── READING PASSAGE

A lot of doomsday prophecies have been said about how modern technologies like artificial intelligence (AI) will make the human race redundant or how it can be misused for the wrong purposes. However, if we take a step back, we will realise that at this point it is not the technology which poses the risk.

There is a crucial need to ensure the regulatory and ethical guidelines are in place in the context of AI so that it acts within certain boundaries. That can be essentially interpreted as the “responsible approach to AI”. Such boundaries should include both a framework of what responsible AI means in reference to that specific organisation/industry and guidelines that guides them how they could go about implementing it.

Institutionalised governance, ethical considerations, transparency in processes and continuous evaluation should be amongst the ingredients while designing, developing and implementing an AI-based algorithm. These elements can be institutionalised through set standards for uniformity, an ethics committee for review, periodic monitoring processes and ethics-based training to the technology developers. This includes periodic reviews, preferably weekly rather than longer gaps, and setting processes in place for tackling biased results. Responsible approach to AI should also take into account the core values of the organisation, so that the technology is aligned with what the organisation itself stands for. It also implies taking a multi-stakeholder approach whilst implementing AI solutions, involving the organisation, society and customers.

────

**TASKS AND EXERCISES**
#1 Return the portion of the passage on responsible AI that begins at the words "There is a crucial" and stops after the words "about implementing it.", copied word for word.
#2 Resume the passage on responsible AI, writing on from its final sentence.

── MATERIAL SUPPLIED

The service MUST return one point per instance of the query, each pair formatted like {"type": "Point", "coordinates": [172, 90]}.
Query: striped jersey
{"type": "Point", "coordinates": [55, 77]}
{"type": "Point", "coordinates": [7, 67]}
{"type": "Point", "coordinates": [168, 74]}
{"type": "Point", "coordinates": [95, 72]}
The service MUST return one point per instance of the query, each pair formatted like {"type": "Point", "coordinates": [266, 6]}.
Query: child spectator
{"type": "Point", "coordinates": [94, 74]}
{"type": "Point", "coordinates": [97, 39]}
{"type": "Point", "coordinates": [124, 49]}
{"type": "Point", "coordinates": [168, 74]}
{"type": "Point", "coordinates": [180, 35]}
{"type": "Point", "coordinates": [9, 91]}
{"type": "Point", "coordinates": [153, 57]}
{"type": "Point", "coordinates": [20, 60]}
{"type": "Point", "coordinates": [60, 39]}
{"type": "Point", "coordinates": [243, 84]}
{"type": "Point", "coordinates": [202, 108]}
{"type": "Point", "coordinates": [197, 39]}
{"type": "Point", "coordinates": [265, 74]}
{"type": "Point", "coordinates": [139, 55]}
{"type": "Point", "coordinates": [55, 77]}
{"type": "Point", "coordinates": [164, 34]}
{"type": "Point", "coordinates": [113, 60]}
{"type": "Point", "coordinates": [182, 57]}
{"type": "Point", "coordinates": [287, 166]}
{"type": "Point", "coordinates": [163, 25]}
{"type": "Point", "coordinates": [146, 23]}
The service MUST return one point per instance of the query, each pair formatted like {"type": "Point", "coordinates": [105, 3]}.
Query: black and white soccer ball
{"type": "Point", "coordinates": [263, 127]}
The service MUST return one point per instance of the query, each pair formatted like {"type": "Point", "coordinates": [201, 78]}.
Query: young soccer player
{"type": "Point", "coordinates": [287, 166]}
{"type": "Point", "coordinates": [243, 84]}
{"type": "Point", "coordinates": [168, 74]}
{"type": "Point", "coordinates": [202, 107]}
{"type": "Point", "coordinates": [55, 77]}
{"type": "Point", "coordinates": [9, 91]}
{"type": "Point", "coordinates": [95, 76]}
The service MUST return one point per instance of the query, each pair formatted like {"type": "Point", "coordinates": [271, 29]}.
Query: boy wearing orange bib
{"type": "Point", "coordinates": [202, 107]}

────
── MATERIAL SUPPLIED

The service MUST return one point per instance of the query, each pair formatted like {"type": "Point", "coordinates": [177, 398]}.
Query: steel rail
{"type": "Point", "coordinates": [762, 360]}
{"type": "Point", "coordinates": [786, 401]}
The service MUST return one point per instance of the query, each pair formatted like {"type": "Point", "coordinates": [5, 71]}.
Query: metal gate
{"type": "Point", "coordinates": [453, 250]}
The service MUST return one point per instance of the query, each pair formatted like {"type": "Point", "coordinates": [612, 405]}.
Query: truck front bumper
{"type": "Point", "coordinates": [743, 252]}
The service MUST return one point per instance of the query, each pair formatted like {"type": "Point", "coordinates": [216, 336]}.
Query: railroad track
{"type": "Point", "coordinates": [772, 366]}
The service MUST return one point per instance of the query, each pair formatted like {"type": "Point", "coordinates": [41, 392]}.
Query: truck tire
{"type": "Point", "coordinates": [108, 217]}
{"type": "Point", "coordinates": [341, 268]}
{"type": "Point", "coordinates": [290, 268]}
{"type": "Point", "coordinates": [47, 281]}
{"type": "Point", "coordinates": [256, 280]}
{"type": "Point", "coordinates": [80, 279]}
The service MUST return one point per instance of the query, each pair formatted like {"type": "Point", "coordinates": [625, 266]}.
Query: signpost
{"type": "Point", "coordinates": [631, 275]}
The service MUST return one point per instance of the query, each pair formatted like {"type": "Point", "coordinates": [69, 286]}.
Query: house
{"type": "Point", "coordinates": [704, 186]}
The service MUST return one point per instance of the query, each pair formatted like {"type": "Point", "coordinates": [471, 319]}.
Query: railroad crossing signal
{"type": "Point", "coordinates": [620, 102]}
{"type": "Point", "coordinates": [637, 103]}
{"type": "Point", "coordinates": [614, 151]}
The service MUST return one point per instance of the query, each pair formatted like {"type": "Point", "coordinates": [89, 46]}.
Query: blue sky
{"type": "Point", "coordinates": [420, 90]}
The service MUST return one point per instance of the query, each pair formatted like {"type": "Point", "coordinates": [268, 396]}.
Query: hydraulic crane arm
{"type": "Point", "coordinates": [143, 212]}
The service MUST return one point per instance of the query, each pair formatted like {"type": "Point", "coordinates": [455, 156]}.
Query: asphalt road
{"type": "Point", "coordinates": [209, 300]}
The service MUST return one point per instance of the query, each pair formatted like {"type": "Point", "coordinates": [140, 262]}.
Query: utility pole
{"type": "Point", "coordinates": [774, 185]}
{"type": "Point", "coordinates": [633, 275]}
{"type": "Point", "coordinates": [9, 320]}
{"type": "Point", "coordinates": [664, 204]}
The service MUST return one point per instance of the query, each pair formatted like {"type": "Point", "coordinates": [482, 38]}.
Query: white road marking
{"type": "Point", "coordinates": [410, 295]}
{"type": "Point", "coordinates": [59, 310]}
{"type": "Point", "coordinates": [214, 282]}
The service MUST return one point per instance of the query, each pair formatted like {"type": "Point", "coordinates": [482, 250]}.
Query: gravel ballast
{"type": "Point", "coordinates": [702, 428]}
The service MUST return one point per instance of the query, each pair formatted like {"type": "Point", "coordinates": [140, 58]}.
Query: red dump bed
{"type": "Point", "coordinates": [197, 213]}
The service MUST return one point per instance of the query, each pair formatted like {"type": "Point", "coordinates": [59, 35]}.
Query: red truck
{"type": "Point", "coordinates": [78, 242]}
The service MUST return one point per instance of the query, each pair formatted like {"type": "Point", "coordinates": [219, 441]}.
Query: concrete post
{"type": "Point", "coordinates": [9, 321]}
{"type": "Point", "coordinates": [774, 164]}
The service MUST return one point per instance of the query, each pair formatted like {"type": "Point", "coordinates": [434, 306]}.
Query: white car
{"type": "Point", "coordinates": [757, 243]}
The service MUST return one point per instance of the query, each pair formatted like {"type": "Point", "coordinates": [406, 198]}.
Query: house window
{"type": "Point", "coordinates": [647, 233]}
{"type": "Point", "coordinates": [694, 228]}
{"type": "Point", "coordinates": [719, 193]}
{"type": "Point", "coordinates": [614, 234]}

────
── MATERIAL SUPPLIED

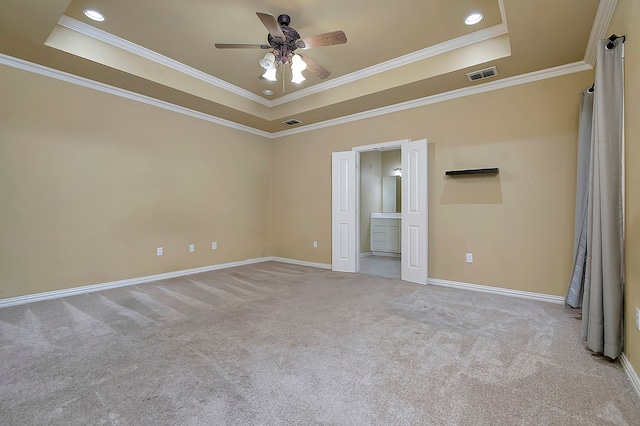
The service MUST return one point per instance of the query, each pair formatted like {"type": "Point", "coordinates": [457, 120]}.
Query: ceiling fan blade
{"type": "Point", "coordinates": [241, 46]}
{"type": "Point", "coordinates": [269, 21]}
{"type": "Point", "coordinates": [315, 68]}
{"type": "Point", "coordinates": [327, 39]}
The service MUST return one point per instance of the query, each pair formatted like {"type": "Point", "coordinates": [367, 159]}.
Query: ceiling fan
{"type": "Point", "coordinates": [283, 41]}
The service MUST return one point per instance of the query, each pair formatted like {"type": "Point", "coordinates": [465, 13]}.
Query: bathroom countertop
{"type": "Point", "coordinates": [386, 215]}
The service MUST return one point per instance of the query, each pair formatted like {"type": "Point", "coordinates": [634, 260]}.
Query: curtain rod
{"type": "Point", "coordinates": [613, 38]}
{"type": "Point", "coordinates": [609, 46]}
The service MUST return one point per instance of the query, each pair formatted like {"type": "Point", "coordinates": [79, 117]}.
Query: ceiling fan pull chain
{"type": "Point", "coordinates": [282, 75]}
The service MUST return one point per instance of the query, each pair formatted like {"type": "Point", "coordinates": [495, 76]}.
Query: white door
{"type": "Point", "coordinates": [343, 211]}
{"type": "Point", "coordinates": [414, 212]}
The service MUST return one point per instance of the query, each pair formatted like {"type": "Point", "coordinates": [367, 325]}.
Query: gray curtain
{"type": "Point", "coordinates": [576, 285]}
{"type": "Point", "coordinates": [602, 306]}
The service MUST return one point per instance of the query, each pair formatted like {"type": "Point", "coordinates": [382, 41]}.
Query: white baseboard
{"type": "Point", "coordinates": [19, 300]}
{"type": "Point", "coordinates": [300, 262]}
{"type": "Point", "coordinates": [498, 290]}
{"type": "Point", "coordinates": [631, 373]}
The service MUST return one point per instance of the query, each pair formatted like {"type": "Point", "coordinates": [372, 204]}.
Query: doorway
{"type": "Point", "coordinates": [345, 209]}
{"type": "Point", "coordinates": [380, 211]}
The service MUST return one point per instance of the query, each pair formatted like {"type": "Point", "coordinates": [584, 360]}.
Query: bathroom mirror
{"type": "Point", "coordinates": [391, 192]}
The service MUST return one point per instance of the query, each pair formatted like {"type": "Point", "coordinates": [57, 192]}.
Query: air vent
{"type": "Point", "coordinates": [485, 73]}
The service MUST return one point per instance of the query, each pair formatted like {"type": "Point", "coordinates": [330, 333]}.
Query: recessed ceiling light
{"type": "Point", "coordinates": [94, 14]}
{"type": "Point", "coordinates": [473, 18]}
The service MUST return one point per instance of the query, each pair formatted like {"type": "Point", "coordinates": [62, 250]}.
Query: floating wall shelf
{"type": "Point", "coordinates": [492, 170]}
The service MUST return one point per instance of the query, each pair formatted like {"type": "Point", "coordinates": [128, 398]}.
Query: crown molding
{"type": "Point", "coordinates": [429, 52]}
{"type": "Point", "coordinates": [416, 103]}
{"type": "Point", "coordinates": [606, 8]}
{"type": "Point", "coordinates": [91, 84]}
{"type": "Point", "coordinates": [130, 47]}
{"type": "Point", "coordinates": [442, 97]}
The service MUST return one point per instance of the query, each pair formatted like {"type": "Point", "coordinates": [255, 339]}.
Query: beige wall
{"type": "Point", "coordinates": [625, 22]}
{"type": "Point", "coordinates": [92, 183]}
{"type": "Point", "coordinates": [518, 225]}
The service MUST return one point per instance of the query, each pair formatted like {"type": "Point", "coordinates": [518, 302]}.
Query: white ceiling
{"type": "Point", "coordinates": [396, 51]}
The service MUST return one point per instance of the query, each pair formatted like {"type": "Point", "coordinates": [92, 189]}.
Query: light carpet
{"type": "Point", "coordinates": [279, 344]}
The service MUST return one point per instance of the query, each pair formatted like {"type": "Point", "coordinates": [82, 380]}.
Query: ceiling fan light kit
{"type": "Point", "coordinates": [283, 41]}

────

**TASK-BY-TASK ANSWERS**
#1
There is a crucial need to ensure the regulatory and ethical guidelines are in place in the context of AI so that it acts within certain boundaries. That can be essentially interpreted as the “responsible approach to AI”. Such boundaries should include both a framework of what responsible AI means in reference to that specific organisation/industry and guidelines that guides them how they could go about implementing it.

#2
All these elements would also help avoid initial exclusion errors or bias in the system, which may occur as the algorithm starts processing historical data sets that inherently included such human decision-based biases. Apart from historical bias, another angle here is of unconscious bias, which has existed for years due to our society norms and are thus embedded in us without us even being aware of it. We need to become aware of such biases so that we can counter them while developing the algorithm solution. Otherwise if left unchecked, all those biases would weave into the machine logic as well. In the worst case, it could even result in unnecessary negative public relations later on. Most companies should avoid such a situation.

And if an organisation is indeed serious about taking a responsible approach to AI, then these elements should be on the plate right now, because the development of new AI solutions is occurring as we speak.

Of course, the regulatory and ethical approach to make AI more responsible should not only be restricted to the diagnostic issues, i.e. highlighting what is wrong in the system. Rather, it should move beyond diagnostic to prescriptive, i.e. finding specific, corrective actions that make the system more transparent, bias-free and accountable, and to predictive, i.e. the system highlighting potential issues in advance before the system is made.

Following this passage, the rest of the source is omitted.